◆ **Texto para leitura**:
§ §

Os reiterados apelos de autoridades médicas para que a população permaneça em quarentena, durante a epidemia da covid-19, tem tido consequências aquém do esperado e, principalmente, do necessário. Há diversos fatores sociais e culturais por trás da imprudência coletiva. A começar de que milhões de brasileiros não têm habitação ou a habitação adequada ao isolamento.
Além do que, esses apelos se baseiam no pressuposto equivocado de que toda a população regula seu comportamento costumeiro, em questões de saúde, pelas mesmas concepções dos médicos e dos cientistas.
Equivocado porque, historicamente, o brasileiro é culturalmente duplo, nas concepções e na língua, uma das consequências das duas escravidões que fizeram o Brasil que conhecemos, a indígena e a negra, além da influência do branco retrógrado. Somos um país atrasado. O que faz do conhecimento científico um conhecimento paralelo ao popular, e com ele em disputa.
No geral, médicos intuem isso. Problema que se abrandaria se nos currículos das faculdades de medicina fosse incluída a antropologia. Uma ponte sobre o abismo que separa e contrapõe as duas culturas.
Tenho observado, em minhas pesquisas, muitos casos, embora fragmentários, no Brasil inteiro, que evidenciam o quanto amplos setores da população estão muito longe das recomendações da cultura médica. E do que seria próprio de uma sociedade cujas normas de saúde fossem reguladas pela racionalidade própria da ciência.
Os muitos casos esparsos que observei deixam claro que o saber popular sobre doença e saúde, mesmo nas grandes cidades, está numa relação de conflito e de antagonismo com o saber médico. O próprio presidente da República, por ignorância e oportunismo explícitos, expressa diariamente esse conflito, ao agir para contestar a medicina.
Num cenário desses, é difícil definir normas de saúde pública, especialmente em momentos de emergência e de urgência. É de limitada eficácia, numa disputa desse tipo, a recomendação de normas da noite para o dia.
Esta é uma interpretação impressionista desse desencontro. Mas do peculiar impressionismo de que se vale todo pesquisador e cientista para definir o primeiro e provisório quadro de sua observação científica sobre determinado problema ou questão.
Seu senso comum é diverso do senso comum popular. É, antes, uma sistematização de conhecimento científico, que lhe permite ver, na urgência de situações inesperadas, o que o conhecimento popular não permite ver senão impropriamente no plano mágico e, eventualmente, religioso.

§ §

◆ **Tarefas do exercício**:
1 – Reescreva o trecho do texto sobre saber médico e saber popular de "Num cenário desses, é" a "e, eventualmente, religioso.", trocando "senso comum" por "juízo comum".
2 – Prossiga o texto sobre saber médico e saber popular a partir do ponto em que ele termina.
O material não é necessário para nenhuma das tarefas.

Dados de ancoragem de expressões:
§ §

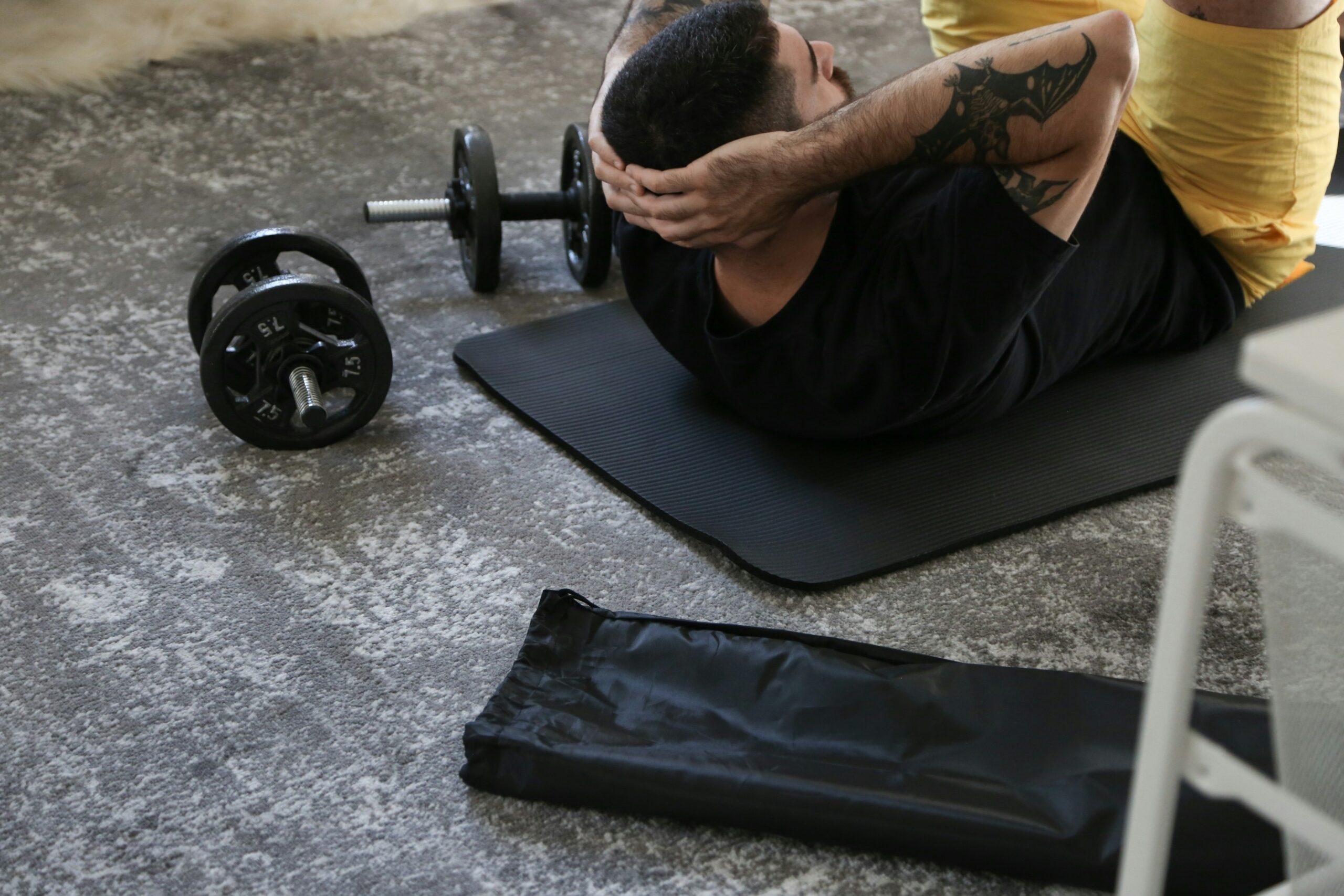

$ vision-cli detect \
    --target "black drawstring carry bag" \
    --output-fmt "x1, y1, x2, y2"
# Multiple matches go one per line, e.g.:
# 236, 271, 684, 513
461, 589, 1284, 896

§ §

◆ **Resultados em ordem**:
1 –
Num cenário desses, é difícil definir normas de saúde pública, especialmente em momentos de emergência e de urgência. É de limitada eficácia, numa disputa desse tipo, a recomendação de normas da noite para o dia.
Esta é uma interpretação impressionista desse desencontro. Mas do peculiar impressionismo de que se vale todo pesquisador e cientista para definir o primeiro e provisório quadro de sua observação científica sobre determinado problema ou questão.
Seu juízo comum é diverso do juízo comum popular. É, antes, uma sistematização de conhecimento científico, que lhe permite ver, na urgência de situações inesperadas, o que o conhecimento popular não permite ver senão impropriamente no plano mágico e, eventualmente, religioso.

2 –
O problema começa com o fato de que há no Brasil, historicamente, uma ampla ignorância induzida, que se tornou o fundamento de uma cultura paralela de permanente disputa entre juízos de valor e juízos de realidade. A ignorância é, desde a origem do Brasil, um instrumento de poder.
É esse o cenário que define os problemas da saúde pública, em situação de emergência, como agora. Os serviços de saúde chegam à massa da população, seja dos pobres, seja da classe média, precariamente. É mais fácil fazer uma consulta médica do que fazer os exames recomendados pelo médico, que podem demorar meses. As coisas se complicam se for necessária uma internação, uma cirurgia.
Com isso, o médico se torna coadjuvante das improvisações e soluções da medicina popular, do curandeirismo, dos benzimentos. As pessoas ficam sabendo que suas dores e incômodos têm nome, nome de doenças. Mas a solução acaba sendo procurada fora do âmbito médico. Não é casual que aqui a medicina científica seja de fato apenas a segunda instância da medicina popular, da automedicação, das campanhas de liquidação de remédios das farmácias.
Um dos aspectos mais problemáticos desse desencontro é a descrença no saber médico. Sou usuário de hospital público e gosto de acompanhar as conversas de sala de espera. As pessoas trocam informações sobre as queixas que estão levando ao médico. Os outros pacientes opinam, fazem diagnósticos, até dizem que exames o queixoso recomende ao médico para que apenas faça a requisição.
Quando falha o convencimento alternativo do leigo, também paciente, entra o diagnóstico religioso. A conversa, então, se torna proselitismo em favor do grande médico de todas as enfermidades. Já presenciei na espera do ambulatório do Hospital Universitário da USP um desentendimento entre três evangélicos, vinculados a três diferentes igrejas fundamentalistas, por eles mesmos identificadas, porque um impugnava a visão religiosa do outro em nome da sua.
Por trás da resistência à quarentena há um conjunto extenso de insuficiências históricas, sem solução numa situação de emergência, como esta, que é também a de insuficiência de governo. (Valor Econômico – 22/05/2020)
José de Souza Martins é sociólogo. Professor Emérito da Faculdade de Filosofia da USP. Pesquisador Emérito do CNPq. Membro da Academia Paulista de Letras. Entre outros livros, é autor de “O Cativeiro da Terra” (Contexto).